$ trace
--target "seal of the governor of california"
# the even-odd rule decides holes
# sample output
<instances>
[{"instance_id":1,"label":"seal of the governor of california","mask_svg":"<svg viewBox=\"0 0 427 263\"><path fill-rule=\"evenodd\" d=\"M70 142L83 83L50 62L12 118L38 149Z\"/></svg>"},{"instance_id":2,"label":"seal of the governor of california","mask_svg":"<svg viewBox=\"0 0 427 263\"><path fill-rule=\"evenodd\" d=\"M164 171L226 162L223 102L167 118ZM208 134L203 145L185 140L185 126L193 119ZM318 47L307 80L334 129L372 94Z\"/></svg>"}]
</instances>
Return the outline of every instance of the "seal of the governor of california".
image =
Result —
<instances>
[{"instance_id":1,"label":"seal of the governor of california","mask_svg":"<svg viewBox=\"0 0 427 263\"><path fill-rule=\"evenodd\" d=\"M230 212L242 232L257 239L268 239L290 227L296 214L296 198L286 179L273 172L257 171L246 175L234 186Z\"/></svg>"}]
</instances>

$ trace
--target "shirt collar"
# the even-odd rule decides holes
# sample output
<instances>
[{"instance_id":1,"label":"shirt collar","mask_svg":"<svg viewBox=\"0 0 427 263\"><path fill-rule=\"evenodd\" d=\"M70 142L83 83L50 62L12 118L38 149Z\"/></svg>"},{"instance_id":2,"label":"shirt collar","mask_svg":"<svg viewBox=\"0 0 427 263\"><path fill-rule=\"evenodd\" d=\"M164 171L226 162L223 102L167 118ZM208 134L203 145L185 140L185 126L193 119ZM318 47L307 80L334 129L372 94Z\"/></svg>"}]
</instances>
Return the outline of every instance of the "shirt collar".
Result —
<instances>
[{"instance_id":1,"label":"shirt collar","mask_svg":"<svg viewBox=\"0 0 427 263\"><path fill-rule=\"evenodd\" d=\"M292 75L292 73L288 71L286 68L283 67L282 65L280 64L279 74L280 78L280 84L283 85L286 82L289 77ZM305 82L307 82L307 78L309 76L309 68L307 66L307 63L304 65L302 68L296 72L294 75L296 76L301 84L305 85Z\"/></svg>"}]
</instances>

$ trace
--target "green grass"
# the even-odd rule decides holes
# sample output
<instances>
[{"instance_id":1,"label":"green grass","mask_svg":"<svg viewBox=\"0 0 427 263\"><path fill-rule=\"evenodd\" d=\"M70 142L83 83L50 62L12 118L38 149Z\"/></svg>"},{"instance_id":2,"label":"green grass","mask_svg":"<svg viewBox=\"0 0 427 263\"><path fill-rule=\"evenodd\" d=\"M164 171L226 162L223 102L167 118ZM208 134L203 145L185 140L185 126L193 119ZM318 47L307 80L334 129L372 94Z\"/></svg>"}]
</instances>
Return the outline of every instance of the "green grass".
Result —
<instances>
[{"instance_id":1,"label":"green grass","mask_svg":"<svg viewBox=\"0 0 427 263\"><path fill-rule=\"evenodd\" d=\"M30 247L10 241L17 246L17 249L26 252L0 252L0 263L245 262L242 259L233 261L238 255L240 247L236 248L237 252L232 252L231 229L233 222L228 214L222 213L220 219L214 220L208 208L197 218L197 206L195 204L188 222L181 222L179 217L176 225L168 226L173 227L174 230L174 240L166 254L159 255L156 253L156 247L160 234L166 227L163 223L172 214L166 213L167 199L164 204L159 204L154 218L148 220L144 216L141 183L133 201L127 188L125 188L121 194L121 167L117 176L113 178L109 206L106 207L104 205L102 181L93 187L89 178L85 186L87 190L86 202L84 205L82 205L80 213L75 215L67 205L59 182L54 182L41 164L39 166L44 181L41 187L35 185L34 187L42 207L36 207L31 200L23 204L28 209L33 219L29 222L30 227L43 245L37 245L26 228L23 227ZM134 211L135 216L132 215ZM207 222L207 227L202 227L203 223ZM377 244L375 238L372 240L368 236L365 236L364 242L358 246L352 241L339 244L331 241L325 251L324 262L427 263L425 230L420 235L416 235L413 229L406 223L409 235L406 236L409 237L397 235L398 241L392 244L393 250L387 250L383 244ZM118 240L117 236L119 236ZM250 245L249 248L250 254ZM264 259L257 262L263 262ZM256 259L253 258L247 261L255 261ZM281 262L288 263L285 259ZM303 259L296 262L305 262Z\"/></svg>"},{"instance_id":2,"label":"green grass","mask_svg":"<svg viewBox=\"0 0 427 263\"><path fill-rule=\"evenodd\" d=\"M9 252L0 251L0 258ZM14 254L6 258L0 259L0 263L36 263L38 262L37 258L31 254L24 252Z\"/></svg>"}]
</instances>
= = =
#### [EXERCISE DETAILS]
Find every line in the rows above that contains the string "seal", and copy each of those lines in full.

#### [FULL ANSWER]
--target "seal of the governor of california"
[{"instance_id":1,"label":"seal of the governor of california","mask_svg":"<svg viewBox=\"0 0 427 263\"><path fill-rule=\"evenodd\" d=\"M70 142L83 83L50 62L12 118L38 149Z\"/></svg>"},{"instance_id":2,"label":"seal of the governor of california","mask_svg":"<svg viewBox=\"0 0 427 263\"><path fill-rule=\"evenodd\" d=\"M164 171L226 162L223 102L167 118ZM208 134L203 145L185 140L185 126L193 119ZM318 47L307 80L334 129L372 94Z\"/></svg>"}]
Return the outline of every instance of the "seal of the governor of california".
[{"instance_id":1,"label":"seal of the governor of california","mask_svg":"<svg viewBox=\"0 0 427 263\"><path fill-rule=\"evenodd\" d=\"M230 212L242 232L257 239L268 239L290 227L296 214L296 198L286 179L273 172L257 171L246 175L234 186Z\"/></svg>"}]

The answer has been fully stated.